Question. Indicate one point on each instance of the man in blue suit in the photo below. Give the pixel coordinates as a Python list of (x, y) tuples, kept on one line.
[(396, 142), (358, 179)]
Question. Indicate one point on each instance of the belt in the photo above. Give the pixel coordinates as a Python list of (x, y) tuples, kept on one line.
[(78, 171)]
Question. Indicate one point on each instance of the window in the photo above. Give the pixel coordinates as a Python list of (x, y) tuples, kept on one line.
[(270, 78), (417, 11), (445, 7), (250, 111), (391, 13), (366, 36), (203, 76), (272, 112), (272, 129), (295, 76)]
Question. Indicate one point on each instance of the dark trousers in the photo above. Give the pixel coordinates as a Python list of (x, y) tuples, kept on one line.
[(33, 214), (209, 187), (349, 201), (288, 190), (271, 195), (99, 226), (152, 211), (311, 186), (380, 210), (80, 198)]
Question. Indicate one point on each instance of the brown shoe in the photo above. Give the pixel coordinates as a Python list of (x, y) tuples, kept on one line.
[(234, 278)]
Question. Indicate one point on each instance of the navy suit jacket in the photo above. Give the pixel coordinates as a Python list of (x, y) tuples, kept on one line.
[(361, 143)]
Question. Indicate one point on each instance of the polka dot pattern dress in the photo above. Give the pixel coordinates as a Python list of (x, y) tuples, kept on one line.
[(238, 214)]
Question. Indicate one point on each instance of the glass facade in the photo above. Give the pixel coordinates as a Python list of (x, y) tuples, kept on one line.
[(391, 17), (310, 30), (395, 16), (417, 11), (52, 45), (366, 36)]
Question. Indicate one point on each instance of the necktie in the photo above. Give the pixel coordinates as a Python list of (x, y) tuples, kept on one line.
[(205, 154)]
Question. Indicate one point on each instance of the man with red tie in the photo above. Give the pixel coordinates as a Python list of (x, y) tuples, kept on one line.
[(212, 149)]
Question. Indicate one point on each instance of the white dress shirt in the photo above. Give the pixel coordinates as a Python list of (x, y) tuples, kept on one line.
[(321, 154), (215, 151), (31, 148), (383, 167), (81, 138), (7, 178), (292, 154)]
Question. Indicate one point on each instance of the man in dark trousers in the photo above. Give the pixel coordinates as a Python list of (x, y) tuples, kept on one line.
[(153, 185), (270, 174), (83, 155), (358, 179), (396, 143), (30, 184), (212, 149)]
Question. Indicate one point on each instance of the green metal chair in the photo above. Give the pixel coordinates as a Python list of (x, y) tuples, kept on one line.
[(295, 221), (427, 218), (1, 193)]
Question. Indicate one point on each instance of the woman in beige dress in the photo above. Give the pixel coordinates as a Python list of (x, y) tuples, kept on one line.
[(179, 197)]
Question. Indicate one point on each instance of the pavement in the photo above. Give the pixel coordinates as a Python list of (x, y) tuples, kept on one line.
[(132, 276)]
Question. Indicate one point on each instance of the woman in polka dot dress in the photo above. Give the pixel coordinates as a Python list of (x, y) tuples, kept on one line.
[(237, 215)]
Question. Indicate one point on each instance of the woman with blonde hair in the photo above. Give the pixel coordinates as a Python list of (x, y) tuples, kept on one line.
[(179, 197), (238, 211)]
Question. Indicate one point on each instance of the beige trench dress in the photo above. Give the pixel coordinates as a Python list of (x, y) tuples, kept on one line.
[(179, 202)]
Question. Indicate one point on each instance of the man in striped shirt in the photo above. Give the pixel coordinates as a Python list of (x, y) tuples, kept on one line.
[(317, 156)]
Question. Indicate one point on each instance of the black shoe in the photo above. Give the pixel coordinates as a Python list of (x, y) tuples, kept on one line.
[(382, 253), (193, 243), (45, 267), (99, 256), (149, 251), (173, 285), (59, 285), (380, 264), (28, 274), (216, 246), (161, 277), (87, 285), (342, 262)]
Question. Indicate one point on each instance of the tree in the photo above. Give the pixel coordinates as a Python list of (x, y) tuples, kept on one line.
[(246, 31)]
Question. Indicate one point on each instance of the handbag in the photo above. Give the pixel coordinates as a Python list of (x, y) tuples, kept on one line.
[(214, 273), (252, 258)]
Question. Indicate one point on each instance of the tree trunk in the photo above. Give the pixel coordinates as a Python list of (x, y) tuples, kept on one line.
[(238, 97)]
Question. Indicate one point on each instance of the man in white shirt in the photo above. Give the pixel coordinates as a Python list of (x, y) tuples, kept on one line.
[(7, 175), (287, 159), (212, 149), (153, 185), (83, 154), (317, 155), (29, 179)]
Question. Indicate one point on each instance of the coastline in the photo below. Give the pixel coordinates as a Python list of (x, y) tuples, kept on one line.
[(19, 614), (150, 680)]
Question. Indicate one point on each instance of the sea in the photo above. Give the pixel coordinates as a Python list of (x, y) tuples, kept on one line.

+++

PROBLEM REQUIREMENTS
Update the listing between the lines holding "woman in polka" and "[(238, 97)]", inclusive, by replacing "handbag" with "purse" and leaving everything else unchanged. Give back only those lines.

COMPLETED EXERCISE
Question. Indicate one point on each instance of the woman in polka dot dress in the photo above. Give the pixel coordinates as a Python list of (x, y) tuples, kept on one line.
[(237, 215)]
Question. Indicate one point on each instance of the woman with blonde hair in the photo above. Give the pixel coordinates as a Python list of (x, y) tuples, kept on one line.
[(179, 197), (238, 211)]
Question. Indicate one point on each instance of the beige trench dress in the photo above. Give the pixel coordinates as a Python list of (x, y) tuples, kept on one line.
[(179, 202)]
Question. Indicate one point on each instance of the man in striped shirt in the photo above. Give the pixel coordinates as a Python list of (x, y) tuples, kept on one line.
[(317, 156)]
Question. Indicate one point on each instance of the black shoe in the photo above. Give the pixel coordinates as a Python list of (x, y) tuples, kept on one line.
[(382, 253), (193, 243), (45, 267), (99, 256), (149, 251), (173, 285), (59, 285), (380, 264), (28, 274), (216, 246), (161, 277), (87, 285), (342, 262)]
Question. Indicate one point on each instance of the tree in the photo above. Give the pixel coordinates as a Python list of (x, y) tuples, kept on one line.
[(246, 31)]
Question. Indicate one point on each instance of the purse in the photo above. Give the pixel coordinates as a Python list of (x, y) tuples, kept on one line.
[(214, 273), (252, 258)]
Question. Indicate one point on each instance of the tree trunk in the photo above. Give the pixel coordinates as a Python list of (x, y) tuples, kept on one line.
[(238, 97)]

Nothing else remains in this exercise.